- _EXERCISE_
Write out every entry again exactly as it stands.
━━ INPUT DATA
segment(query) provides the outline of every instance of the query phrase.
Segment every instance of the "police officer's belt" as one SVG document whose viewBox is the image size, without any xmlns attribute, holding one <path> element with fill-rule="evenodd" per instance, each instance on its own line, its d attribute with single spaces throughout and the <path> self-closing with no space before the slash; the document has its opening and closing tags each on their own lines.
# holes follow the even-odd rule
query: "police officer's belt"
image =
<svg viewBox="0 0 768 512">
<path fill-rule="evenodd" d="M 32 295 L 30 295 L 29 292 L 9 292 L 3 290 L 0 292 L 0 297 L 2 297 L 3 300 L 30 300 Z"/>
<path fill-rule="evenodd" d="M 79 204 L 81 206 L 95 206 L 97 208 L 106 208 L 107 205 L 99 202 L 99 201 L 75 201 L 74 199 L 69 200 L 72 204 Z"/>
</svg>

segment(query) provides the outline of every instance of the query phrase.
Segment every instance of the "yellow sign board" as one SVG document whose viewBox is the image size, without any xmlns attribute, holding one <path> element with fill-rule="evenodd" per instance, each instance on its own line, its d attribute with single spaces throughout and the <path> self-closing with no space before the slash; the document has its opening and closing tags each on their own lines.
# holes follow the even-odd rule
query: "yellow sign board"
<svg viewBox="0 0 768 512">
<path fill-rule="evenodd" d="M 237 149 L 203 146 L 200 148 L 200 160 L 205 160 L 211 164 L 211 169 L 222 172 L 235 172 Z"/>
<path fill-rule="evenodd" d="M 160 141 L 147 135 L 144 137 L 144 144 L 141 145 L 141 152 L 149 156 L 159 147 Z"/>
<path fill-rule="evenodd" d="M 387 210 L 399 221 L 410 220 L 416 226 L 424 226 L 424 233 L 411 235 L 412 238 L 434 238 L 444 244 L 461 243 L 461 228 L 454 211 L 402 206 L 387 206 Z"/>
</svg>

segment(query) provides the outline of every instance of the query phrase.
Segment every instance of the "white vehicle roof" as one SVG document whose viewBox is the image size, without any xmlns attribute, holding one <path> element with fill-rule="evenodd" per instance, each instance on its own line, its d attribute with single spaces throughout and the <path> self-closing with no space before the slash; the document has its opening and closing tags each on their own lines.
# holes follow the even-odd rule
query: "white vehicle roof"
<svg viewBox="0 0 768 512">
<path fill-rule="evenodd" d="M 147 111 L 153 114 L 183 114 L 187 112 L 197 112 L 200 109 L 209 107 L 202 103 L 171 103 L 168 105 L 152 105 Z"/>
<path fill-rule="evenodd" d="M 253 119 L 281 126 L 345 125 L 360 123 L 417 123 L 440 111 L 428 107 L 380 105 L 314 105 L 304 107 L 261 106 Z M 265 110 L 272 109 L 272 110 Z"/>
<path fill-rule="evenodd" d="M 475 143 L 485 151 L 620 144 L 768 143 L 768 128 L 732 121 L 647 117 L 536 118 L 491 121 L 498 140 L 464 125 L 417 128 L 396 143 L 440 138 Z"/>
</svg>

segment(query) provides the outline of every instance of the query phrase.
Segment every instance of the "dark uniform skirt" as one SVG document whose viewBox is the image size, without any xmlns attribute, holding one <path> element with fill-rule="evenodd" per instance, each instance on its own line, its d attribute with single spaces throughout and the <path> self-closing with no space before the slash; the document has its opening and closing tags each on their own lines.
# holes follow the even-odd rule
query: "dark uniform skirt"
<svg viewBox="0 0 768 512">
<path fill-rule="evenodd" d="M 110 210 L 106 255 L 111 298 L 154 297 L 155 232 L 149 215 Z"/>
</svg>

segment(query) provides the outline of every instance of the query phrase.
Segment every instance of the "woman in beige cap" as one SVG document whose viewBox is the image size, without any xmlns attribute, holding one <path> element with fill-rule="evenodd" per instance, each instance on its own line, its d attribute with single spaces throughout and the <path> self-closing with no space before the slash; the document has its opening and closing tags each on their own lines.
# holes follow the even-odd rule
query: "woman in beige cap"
━━━━
- _RESPONSE_
segment(query) provides the outline of every instance of the query phrase.
Segment every instance of the "police officer's belt" as one SVG document whose viewBox is the image size, without any xmlns attribute, holding one <path> element with fill-rule="evenodd" per instance, each instance on its own line, its d attribute with single spaces throughout and the <path> self-closing with no space before the slash; the document has its opening and closing tags each on their own lines.
# holes follow the even-odd rule
query: "police officer's belt"
image =
<svg viewBox="0 0 768 512">
<path fill-rule="evenodd" d="M 32 295 L 30 295 L 29 292 L 9 292 L 3 290 L 0 292 L 0 297 L 2 297 L 3 300 L 30 300 Z"/>
<path fill-rule="evenodd" d="M 79 204 L 81 206 L 95 206 L 97 208 L 106 208 L 107 205 L 99 202 L 99 201 L 75 201 L 74 199 L 69 200 L 72 204 Z"/>
</svg>

segment(query) provides the outline of every instance of the query phrase.
Segment every instance of the "yellow sign board" as one SVG document whose viewBox is the image size, without any xmlns attribute, holding one <path> element with fill-rule="evenodd" per instance, each instance on its own line, its d attribute with single spaces throughout and the <path> self-closing with no space before the slash; the document has its opening and closing tags each on their own lines.
# holes follow the even-odd rule
query: "yellow sign board"
<svg viewBox="0 0 768 512">
<path fill-rule="evenodd" d="M 237 149 L 203 146 L 200 148 L 200 160 L 205 160 L 211 164 L 211 169 L 222 172 L 235 172 Z"/>
<path fill-rule="evenodd" d="M 160 141 L 147 135 L 144 137 L 144 144 L 141 145 L 141 152 L 149 156 L 159 147 Z"/>
<path fill-rule="evenodd" d="M 387 210 L 399 221 L 410 220 L 416 226 L 424 226 L 424 233 L 411 235 L 412 238 L 434 238 L 444 244 L 461 243 L 461 228 L 454 211 L 402 206 L 387 206 Z"/>
</svg>

segment(query) provides the outline of every instance of the query phrase.
Segment every instance of the "white vehicle roof" as one SVG document whose viewBox is the image size, without any xmlns attribute, holding one <path> element with fill-rule="evenodd" per instance, each instance on its own line, its d attribute with single spaces throughout and the <path> self-closing with no space before the slash; the document has its opening and closing tags each on their own lines.
# holes follow the even-odd rule
query: "white vehicle roof"
<svg viewBox="0 0 768 512">
<path fill-rule="evenodd" d="M 147 111 L 153 114 L 183 114 L 187 112 L 197 112 L 200 109 L 209 107 L 202 103 L 171 103 L 168 105 L 152 105 Z"/>
<path fill-rule="evenodd" d="M 253 119 L 281 126 L 345 125 L 360 123 L 417 123 L 440 111 L 428 107 L 380 105 L 314 105 L 304 107 L 261 106 Z M 265 110 L 272 109 L 272 110 Z"/>
<path fill-rule="evenodd" d="M 475 143 L 485 151 L 620 144 L 768 143 L 768 128 L 732 121 L 647 117 L 536 118 L 491 121 L 498 140 L 464 125 L 417 128 L 396 143 L 440 138 Z"/>
</svg>

segment(query) provides the outline of every instance of the query phrase.
Segment every instance of the "dark uniform skirt" as one SVG document whose viewBox is the image size, without any xmlns attribute, holding one <path> element with fill-rule="evenodd" per instance, each instance on its own line, its d attribute with single spaces throughout and the <path> self-closing with no space before the slash; the document has its opening and closing tags each on their own lines.
# holes follow the even-odd rule
query: "dark uniform skirt"
<svg viewBox="0 0 768 512">
<path fill-rule="evenodd" d="M 110 210 L 106 255 L 111 298 L 154 297 L 155 232 L 149 215 Z"/>
</svg>

segment(query) provides the outline of every instance of the query phrase.
Segment every instance of the "woman in beige cap" as one SVG document whose viewBox is the image size, without any xmlns attribute, holding one <path> element with fill-rule="evenodd" per instance, each instance on its own line, its d attribute with single spaces throughout and the <path> self-closing with no space before the slash; the document has its opening and closing tags each on their own lines.
# holes follow the even-odd rule
query: "woman in beige cap"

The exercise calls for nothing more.